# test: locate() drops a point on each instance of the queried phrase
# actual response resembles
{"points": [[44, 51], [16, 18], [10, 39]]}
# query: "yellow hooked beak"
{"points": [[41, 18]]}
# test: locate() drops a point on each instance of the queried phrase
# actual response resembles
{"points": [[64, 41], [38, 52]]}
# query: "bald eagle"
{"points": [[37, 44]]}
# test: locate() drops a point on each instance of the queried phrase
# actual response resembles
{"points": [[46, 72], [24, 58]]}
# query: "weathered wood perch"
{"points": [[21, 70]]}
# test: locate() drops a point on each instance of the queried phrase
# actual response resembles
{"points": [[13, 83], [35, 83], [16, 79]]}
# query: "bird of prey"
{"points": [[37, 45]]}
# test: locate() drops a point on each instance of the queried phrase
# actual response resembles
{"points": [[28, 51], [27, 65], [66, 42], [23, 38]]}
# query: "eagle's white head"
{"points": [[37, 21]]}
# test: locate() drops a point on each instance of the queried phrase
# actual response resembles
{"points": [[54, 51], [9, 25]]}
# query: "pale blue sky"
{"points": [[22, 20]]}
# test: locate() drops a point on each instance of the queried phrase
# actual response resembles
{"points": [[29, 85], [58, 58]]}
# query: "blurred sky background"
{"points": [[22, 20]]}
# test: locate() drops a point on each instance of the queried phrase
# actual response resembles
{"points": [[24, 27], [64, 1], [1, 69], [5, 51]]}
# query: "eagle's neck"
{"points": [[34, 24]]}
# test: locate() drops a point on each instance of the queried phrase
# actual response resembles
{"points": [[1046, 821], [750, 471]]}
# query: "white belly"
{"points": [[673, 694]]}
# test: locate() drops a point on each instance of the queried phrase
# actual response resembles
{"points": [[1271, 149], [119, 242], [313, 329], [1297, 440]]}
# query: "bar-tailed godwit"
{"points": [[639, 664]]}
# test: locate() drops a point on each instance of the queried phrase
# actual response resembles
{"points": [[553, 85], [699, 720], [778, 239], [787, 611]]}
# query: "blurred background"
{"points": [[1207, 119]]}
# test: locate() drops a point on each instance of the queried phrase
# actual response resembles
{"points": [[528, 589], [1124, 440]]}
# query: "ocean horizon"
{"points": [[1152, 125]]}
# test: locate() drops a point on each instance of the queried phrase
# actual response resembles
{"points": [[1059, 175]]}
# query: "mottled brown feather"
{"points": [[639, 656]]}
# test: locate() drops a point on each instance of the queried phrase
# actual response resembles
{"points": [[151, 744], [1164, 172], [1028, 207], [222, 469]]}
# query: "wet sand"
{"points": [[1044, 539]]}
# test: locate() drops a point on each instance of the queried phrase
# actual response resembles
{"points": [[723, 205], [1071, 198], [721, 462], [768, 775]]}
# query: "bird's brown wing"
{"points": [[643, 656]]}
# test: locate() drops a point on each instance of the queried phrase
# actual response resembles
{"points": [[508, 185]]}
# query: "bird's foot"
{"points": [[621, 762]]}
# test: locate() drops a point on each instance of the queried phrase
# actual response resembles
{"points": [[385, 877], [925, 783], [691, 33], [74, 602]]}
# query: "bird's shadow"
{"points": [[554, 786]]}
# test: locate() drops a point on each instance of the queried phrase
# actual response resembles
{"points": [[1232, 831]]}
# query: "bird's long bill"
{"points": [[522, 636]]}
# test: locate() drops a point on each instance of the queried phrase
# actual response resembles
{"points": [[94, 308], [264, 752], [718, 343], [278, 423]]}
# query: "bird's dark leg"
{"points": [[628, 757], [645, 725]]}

::::::::

Aim of the exercise:
Type out the whole listing above again, exactly as it stands.

Response area:
# test: locate() drops a point on each instance of the queried phrase
# actual response resembles
{"points": [[44, 51], [16, 18], [10, 39]]}
# query: "yellow hooked beak"
{"points": [[41, 18]]}
# test: locate() drops a point on each instance of the queried phrase
# actual response resembles
{"points": [[64, 41], [38, 52]]}
# query: "bald eagle"
{"points": [[37, 44]]}
# test: locate() drops a point on each instance of the queried phrase
# actual response resembles
{"points": [[46, 72], [24, 58]]}
# query: "weathered wood perch"
{"points": [[21, 70]]}
# test: locate() drops a point on each instance of the queried phrase
# actual response resembles
{"points": [[13, 83], [35, 83], [16, 79]]}
# query: "bird of prey"
{"points": [[37, 45]]}
# test: locate() drops a point on each instance of the queried phrase
# actual response resembles
{"points": [[28, 51], [27, 65], [66, 42], [23, 38]]}
# query: "eagle's white head"
{"points": [[37, 21]]}
# test: locate() drops a point on each instance of the queried phrase
# actual response resembles
{"points": [[54, 51], [9, 25]]}
# query: "pale blue sky"
{"points": [[22, 20]]}
# test: locate() drops a point on each instance of the queried phrase
# actual response resembles
{"points": [[29, 85], [58, 58]]}
# query: "blurred sky background"
{"points": [[22, 20]]}
# test: locate() drops a point on each instance of the queried phrase
# actual response resembles
{"points": [[24, 27], [64, 1], [1, 69], [5, 51]]}
# query: "eagle's neck"
{"points": [[34, 24]]}
# test: locate() drops a point on each instance of the queried phrase
# actual response resembles
{"points": [[1046, 821], [750, 471]]}
# query: "white belly"
{"points": [[673, 694]]}
# test: locate() drops a point on each instance of the queried phrase
# actual response resembles
{"points": [[1271, 149], [119, 242], [313, 329], [1297, 440]]}
# query: "bar-tailed godwit"
{"points": [[639, 664]]}
# test: locate() drops a point on each instance of the queried phrase
# actual response resembles
{"points": [[553, 85], [699, 720], [778, 239], [787, 611]]}
# query: "blurred background"
{"points": [[1207, 119]]}
# test: locate() drops a point on each instance of the queried phrase
# actual response resembles
{"points": [[528, 589], [1124, 440]]}
# query: "ocean horizon"
{"points": [[1152, 125]]}
# test: locate() drops a point on each instance of the queried phrase
# actual response resembles
{"points": [[1059, 175]]}
# query: "mottled brown feather"
{"points": [[639, 656]]}
# test: locate() drops a point on each instance of the queried phrase
# actual response resembles
{"points": [[151, 744], [1164, 172], [1028, 207], [222, 469]]}
# query: "wet sand"
{"points": [[1044, 539]]}
# test: locate() drops a point on each instance of the queried phrase
# actual response resembles
{"points": [[723, 205], [1071, 198], [721, 462], [768, 775]]}
# query: "bird's brown wing"
{"points": [[643, 656]]}
# test: locate() drops a point on each instance of the queried phrase
# actual response resembles
{"points": [[508, 185]]}
# query: "bird's foot"
{"points": [[621, 762]]}
# test: locate() drops a point on each instance of the queried phrase
# actual response resembles
{"points": [[385, 877], [925, 783], [691, 33], [74, 602]]}
# query: "bird's shadow"
{"points": [[554, 786]]}
# test: locate() drops a point on each instance of the queried phrase
# actual response resembles
{"points": [[1232, 831]]}
# query: "bird's long bill"
{"points": [[522, 636]]}
# test: locate() drops a point on each instance of the queried phrase
# actual response resembles
{"points": [[94, 308], [264, 752], [718, 343], [278, 423]]}
# query: "bird's dark leg"
{"points": [[628, 757], [645, 725]]}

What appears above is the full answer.